== GIVEN RECORDS ==
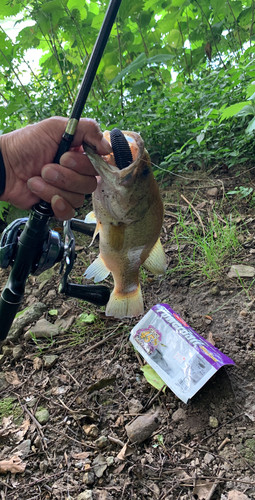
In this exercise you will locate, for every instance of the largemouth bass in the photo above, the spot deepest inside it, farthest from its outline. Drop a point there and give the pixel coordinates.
(129, 216)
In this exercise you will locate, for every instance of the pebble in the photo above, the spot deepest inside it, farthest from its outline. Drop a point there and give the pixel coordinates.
(101, 442)
(213, 192)
(91, 430)
(179, 415)
(42, 415)
(110, 461)
(7, 350)
(89, 478)
(42, 329)
(85, 495)
(134, 406)
(213, 422)
(17, 352)
(3, 382)
(142, 427)
(208, 458)
(49, 360)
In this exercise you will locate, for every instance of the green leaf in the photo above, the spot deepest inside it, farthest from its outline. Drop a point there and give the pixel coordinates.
(152, 377)
(160, 58)
(232, 110)
(174, 39)
(138, 63)
(53, 312)
(87, 318)
(251, 126)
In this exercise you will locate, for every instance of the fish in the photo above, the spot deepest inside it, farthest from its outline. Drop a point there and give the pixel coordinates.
(129, 213)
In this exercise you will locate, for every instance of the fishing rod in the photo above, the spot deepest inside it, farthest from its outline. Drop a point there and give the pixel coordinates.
(36, 247)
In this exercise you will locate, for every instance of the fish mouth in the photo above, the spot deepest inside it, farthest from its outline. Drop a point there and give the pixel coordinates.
(124, 148)
(106, 165)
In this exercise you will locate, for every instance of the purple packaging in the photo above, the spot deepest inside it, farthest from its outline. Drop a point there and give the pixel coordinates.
(181, 357)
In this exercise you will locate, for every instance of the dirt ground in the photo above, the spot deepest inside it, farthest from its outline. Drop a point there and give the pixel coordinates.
(202, 450)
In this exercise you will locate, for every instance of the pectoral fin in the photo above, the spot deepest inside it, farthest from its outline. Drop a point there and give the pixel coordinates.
(97, 270)
(156, 262)
(90, 218)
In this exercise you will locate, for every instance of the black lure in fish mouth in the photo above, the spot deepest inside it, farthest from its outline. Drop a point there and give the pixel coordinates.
(121, 150)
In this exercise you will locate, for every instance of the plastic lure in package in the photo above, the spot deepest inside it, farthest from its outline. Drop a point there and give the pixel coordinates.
(181, 357)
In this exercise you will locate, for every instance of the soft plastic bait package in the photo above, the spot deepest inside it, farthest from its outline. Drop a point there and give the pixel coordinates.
(182, 358)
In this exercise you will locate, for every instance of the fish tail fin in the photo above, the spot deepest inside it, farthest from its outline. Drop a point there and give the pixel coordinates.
(125, 305)
(97, 270)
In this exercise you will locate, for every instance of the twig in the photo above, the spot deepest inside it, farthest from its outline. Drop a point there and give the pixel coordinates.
(74, 379)
(37, 424)
(214, 486)
(21, 487)
(196, 212)
(116, 441)
(101, 342)
(149, 403)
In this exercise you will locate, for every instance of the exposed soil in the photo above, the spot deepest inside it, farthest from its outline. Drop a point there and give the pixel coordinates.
(190, 455)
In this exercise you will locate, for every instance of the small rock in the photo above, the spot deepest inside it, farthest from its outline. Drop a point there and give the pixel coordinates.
(37, 364)
(179, 415)
(237, 495)
(251, 305)
(134, 406)
(91, 430)
(23, 449)
(42, 329)
(208, 458)
(99, 465)
(213, 192)
(7, 350)
(85, 495)
(17, 352)
(243, 313)
(242, 271)
(110, 461)
(29, 315)
(51, 294)
(43, 466)
(49, 360)
(46, 275)
(3, 382)
(89, 478)
(213, 422)
(142, 427)
(38, 442)
(42, 415)
(101, 442)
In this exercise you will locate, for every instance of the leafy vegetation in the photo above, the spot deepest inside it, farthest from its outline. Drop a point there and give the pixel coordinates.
(181, 73)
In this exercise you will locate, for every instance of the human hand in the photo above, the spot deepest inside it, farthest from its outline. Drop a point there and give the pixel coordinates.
(30, 174)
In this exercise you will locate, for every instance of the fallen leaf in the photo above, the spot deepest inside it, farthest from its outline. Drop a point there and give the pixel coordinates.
(125, 452)
(13, 465)
(37, 364)
(202, 489)
(21, 431)
(152, 377)
(80, 456)
(210, 338)
(242, 271)
(104, 382)
(119, 469)
(237, 495)
(12, 378)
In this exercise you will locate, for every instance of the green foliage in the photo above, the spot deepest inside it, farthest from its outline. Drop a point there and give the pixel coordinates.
(210, 246)
(181, 73)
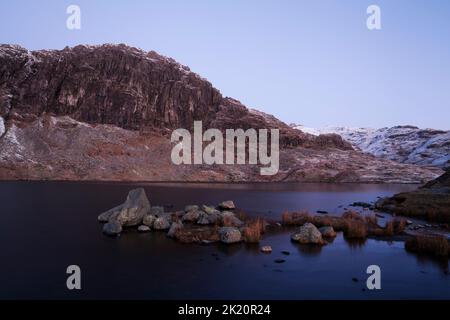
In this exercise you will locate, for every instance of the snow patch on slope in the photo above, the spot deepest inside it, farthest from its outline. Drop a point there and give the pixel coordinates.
(406, 144)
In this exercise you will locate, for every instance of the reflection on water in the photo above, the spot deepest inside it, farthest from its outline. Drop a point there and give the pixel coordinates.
(48, 226)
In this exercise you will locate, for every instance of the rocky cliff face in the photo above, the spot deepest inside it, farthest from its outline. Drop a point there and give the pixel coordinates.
(106, 113)
(125, 87)
(406, 144)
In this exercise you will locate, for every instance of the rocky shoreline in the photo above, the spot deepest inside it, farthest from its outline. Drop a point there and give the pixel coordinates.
===
WHAT YOU HAVE TO DO:
Copy out every entry above, character for character, excluding pictures.

ANSWER SPACE:
In this exercise you will locate, for every instance of the largemouth bass in the photo above, the spot deepest inside it, farthest from its outline. Drop a point there and give the pixel coordinates.
(129, 216)
In this exercise you will locate, for every instance of the pebble in the photo above, the spot deepest inside it, farthest from its outline. Drop a point there and give the pixel coordinates.
(101, 442)
(213, 192)
(91, 430)
(179, 415)
(42, 415)
(110, 461)
(7, 350)
(89, 478)
(42, 329)
(85, 495)
(134, 406)
(213, 422)
(17, 352)
(3, 382)
(142, 427)
(208, 458)
(49, 360)
In this exercise you will locate, for every instance of the green leaf in the photo above, the spot deepest inside it, farthest from its outline. Drop a point there and give the pixel coordinates.
(152, 377)
(160, 58)
(232, 110)
(174, 39)
(138, 63)
(53, 312)
(87, 318)
(251, 126)
In this exercise you will locate, for every instance of the fish in the photo above, the spot deepest inside it, farthest from its outline. Drop a point there and give the pixel coordinates.
(129, 213)
In this exercise you will locate, for every instance of the fishing rod in the photo above, the spot deepest inside it, farthest from its outline. Drop a point there and give the pixel coordinates.
(36, 247)
In this exercise you will locate, for every instance of the fish mouth in the photo above, the spot deepest inside it, farthest from its outline. Drop a point there and give the pixel coordinates.
(124, 148)
(106, 165)
In this exercise you will locate, for every instance of the purple packaging in the photo above, the spot deepest inside it, farthest from its outline. Drop a point there and give the pixel coordinates.
(181, 357)
In this exercise you will locate, for every instance of the dirt ground in the photo above, the spot deepest inside it, farthest from its outline. Drop a point there and give the pixel coordinates.
(202, 450)
In this exercise you will locate, for every instance of the pectoral fin in the photo above, the spot deepest inside it, farthest from its outline. Drop a point there and give the pixel coordinates.
(97, 270)
(156, 262)
(90, 218)
In this exercise you will locate, for every instance of the black lure in fish mouth in the photo above, the spot deepest inside it, farthest from its outline. Drop a point there and give the pixel coordinates.
(121, 150)
In this exercise you will locate, for every instance of the plastic lure in package in the photo above, the spot deepest inside it, farthest from its outline. Drop a point there and give the pixel coordinates.
(181, 357)
In this exercise you will locate, for every instance of the soft plastic bait package in the photo above, the spot deepest inside it, farthest from its outline. Drop a point there and give the pixel coordinates.
(182, 358)
In this exercise you will locate, for every instance of the fish tail fin in the photo above, the spot deepest inside it, farthest from its outline. Drop a point there and give the pixel coordinates.
(125, 305)
(97, 270)
In this exercise you will locate, for every instance of the twig in the photo above, the spot deepest inside it, farthest from its outline. Drop a point there and give the pixel coordinates.
(74, 379)
(37, 424)
(214, 486)
(21, 487)
(196, 212)
(116, 441)
(101, 342)
(149, 403)
In this exercise you will locate, for every instance of the exposed soil in the photo above, the spot deepest inside it, farthest from its outline. Drop a point there and give the pixel coordinates.
(190, 455)
In this exercise you will locate, for every instance of the small rock in the photo above, the spot deepest inside it, farthest from its outline. Drop a point there and give the pixel coordinates.
(37, 364)
(179, 415)
(237, 495)
(251, 305)
(134, 406)
(91, 430)
(23, 449)
(42, 329)
(208, 458)
(99, 465)
(213, 192)
(7, 350)
(85, 495)
(17, 352)
(243, 313)
(242, 271)
(110, 461)
(29, 315)
(51, 294)
(43, 466)
(49, 360)
(46, 275)
(3, 382)
(89, 478)
(213, 422)
(142, 427)
(38, 442)
(42, 415)
(101, 442)
In this exercise you will locate, for every instance of the leafy vegetation in the photo above, the spot deepest inside it, farthest from its outline. Drop a point there and give the pixel coordinates.
(181, 73)
In this exercise you will locate, for every instance of the human hand in the photo above, the spot deepest inside it, farthest from its outline. Drop a point there and give the pixel coordinates.
(30, 174)
In this exercise you will locate, for every instance of the fallen leaf in the photo above, the spot deepest inside it, farthest from its outline. Drop a point there and give the pixel coordinates.
(125, 452)
(13, 465)
(37, 364)
(202, 489)
(21, 431)
(152, 377)
(80, 456)
(210, 338)
(242, 271)
(104, 382)
(119, 469)
(237, 495)
(12, 378)
In this exercise you will locate, for every instance of the green foliage in the photo above, the spot deepest inside it, farthest from its outline. Drop a point there and give the pixel coordinates.
(210, 246)
(181, 73)
In this exercise you will locate, for every instance of the snow patch on slope in the photo above, the spot deepest inside it, farthest from its outline. Drop a point there and give the pixel coordinates.
(406, 144)
In this exercise you will locate, for every instance of the reflection on water in the photo above, the spot deepest inside it, farthest from its outline. Drop a point there and give the pixel coordinates.
(48, 226)
In this exercise you will locate, for every instance of the rocky cliff face in the photo above, the spot deepest inside it, farthest from its outline. Drop a point there and give the pixel coordinates.
(106, 113)
(125, 87)
(406, 144)
In this exercise you will locate, for every instance of the rocky shoreline in the photo above, the spot deepest inside it, farthest from its outline. Drop a point there and give the pixel coordinates.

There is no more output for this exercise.